* **GIVEN INFORMATION**
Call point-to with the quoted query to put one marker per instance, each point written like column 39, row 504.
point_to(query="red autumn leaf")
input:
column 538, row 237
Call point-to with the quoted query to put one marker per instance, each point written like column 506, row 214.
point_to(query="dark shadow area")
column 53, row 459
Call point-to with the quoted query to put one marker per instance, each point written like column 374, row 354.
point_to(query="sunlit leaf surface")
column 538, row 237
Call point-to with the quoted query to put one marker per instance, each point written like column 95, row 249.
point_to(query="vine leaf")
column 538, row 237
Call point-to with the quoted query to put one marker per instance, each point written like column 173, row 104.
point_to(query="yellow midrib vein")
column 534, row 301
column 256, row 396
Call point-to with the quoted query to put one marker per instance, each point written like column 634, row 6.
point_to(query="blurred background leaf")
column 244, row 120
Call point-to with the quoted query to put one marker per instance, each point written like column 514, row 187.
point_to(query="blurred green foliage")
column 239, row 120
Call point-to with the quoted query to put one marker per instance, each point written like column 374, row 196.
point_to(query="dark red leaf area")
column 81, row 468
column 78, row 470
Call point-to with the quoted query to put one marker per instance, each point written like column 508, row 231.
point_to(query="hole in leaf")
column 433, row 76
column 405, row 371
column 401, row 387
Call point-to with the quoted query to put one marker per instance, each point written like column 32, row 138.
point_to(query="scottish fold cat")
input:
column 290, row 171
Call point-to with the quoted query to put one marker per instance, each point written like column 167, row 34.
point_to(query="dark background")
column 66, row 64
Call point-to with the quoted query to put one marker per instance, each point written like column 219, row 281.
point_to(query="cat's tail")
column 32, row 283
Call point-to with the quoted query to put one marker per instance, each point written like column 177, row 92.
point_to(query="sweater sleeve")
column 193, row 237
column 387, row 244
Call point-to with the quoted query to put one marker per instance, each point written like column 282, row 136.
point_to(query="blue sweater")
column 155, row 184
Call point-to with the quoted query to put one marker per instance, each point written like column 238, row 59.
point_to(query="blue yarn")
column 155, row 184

* **WHAT THE EXERCISE ASKS**
Recast all of the records above as a JSON list of strings, with one string per line and blank lines left out.

* **SOLVED EXERCISE**
[
  "Call point-to with the quoted query to put one marker per instance, each point written like column 39, row 504.",
  "point_to(query=\"red autumn leaf\")",
  "input:",
  "column 538, row 237",
  "Call point-to with the quoted query to put one marker per instance, each point written like column 506, row 214.",
  "point_to(query=\"dark shadow area\")",
  "column 53, row 459",
  "Call point-to with the quoted query to put one marker per instance, each point written like column 374, row 354.",
  "point_to(query=\"sunlit leaf surface\")",
  "column 538, row 237",
  "Call point-to with the quoted query to put one marker per instance, each point written like column 95, row 249.",
  "point_to(query=\"vine leaf\")",
  "column 538, row 237",
  "Call point-to with the quoted query to put one marker per instance, each point written like column 173, row 104.",
  "point_to(query=\"yellow midrib vein\")",
  "column 534, row 301",
  "column 256, row 396",
  "Call point-to with the quoted query to put one marker per instance, each point written like column 634, row 6.",
  "point_to(query=\"blurred background leaf\")",
  "column 244, row 120",
  "Call point-to with the quoted query to put one marker per instance, each point written like column 514, row 187.",
  "point_to(query=\"blurred green foliage\")",
  "column 239, row 120",
  "Call point-to with the quoted query to put one marker per instance, each point written like column 374, row 196.",
  "point_to(query=\"dark red leaf area\")",
  "column 81, row 468",
  "column 78, row 470",
  "Call point-to with the quoted query to put one marker per instance, each point written like column 508, row 231.",
  "point_to(query=\"hole in leaf\")",
  "column 433, row 76",
  "column 405, row 371",
  "column 401, row 387",
  "Call point-to with the quoted query to put one marker per instance, each point written like column 32, row 138.",
  "point_to(query=\"scottish fold cat\")",
  "input:",
  "column 290, row 171",
  "Call point-to with the quoted query to put one marker per instance, each point written like column 167, row 34.",
  "point_to(query=\"dark background\")",
  "column 66, row 64",
  "Call point-to with the quoted query to put one marker per instance, each point written like column 219, row 281.",
  "point_to(query=\"cat's tail\")",
  "column 32, row 283",
  "Call point-to with the quoted query to put one marker per instance, each point written like column 177, row 92.",
  "point_to(query=\"sweater sleeve\")",
  "column 193, row 237",
  "column 387, row 244",
  "Call point-to with the quoted query to put one marker per instance, each point written like column 282, row 136.",
  "point_to(query=\"blue sweater\")",
  "column 155, row 184",
  "Call point-to with the quoted query to put one marker per instance, each point written like column 238, row 59.",
  "point_to(query=\"blue yarn\")",
  "column 155, row 184"
]